Information given section start

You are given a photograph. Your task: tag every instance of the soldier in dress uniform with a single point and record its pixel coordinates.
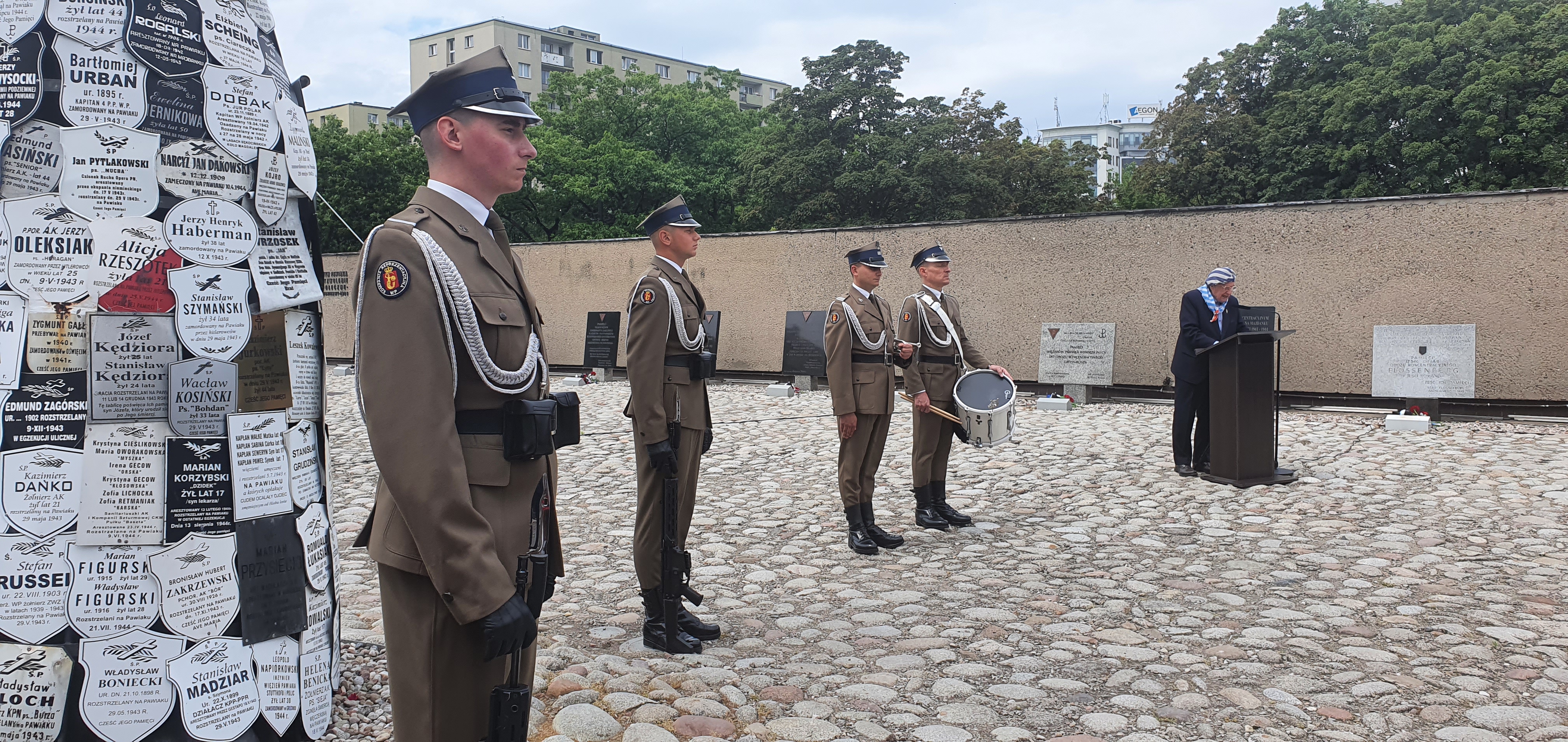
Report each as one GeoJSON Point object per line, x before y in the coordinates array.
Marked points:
{"type": "Point", "coordinates": [930, 320]}
{"type": "Point", "coordinates": [667, 364]}
{"type": "Point", "coordinates": [454, 514]}
{"type": "Point", "coordinates": [861, 355]}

Information given section end

Exercise requirements
Your answer must be an exact copy of every entry, with the pictures left out.

Output below
You are given a photograph. Your task: tag every instance of the soldier in dress uniform with a single point and record its pixel coordinates.
Report each as one GeoJSON Point object per line, x before y in the coordinates array.
Marked points:
{"type": "Point", "coordinates": [930, 320]}
{"type": "Point", "coordinates": [667, 364]}
{"type": "Point", "coordinates": [454, 514]}
{"type": "Point", "coordinates": [861, 355]}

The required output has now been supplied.